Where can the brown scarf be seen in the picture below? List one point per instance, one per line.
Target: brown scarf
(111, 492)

___

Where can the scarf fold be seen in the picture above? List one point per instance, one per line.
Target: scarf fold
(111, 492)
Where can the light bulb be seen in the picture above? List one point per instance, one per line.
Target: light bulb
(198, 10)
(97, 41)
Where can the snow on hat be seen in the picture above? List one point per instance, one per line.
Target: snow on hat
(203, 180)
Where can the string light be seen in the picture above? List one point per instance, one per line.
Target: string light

___

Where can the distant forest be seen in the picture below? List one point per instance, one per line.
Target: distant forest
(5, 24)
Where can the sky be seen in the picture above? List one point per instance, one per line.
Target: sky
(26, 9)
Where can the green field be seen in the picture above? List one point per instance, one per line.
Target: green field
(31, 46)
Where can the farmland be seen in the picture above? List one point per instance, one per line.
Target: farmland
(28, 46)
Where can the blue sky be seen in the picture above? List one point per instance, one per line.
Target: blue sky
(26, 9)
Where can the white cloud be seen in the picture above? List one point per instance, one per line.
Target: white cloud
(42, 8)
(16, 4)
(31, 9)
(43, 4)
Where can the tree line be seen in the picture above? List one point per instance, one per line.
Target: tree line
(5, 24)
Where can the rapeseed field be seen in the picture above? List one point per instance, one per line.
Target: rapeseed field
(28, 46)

___

**What the task asks:** Your task is to find each line in the entries that contains the string "below" and copy it.

**Output:**
Where can the brown scarf be seen in the picture below? List one point per instance, one per line.
Where can the distant forest be seen in the picture below? List one point per instance, one per line.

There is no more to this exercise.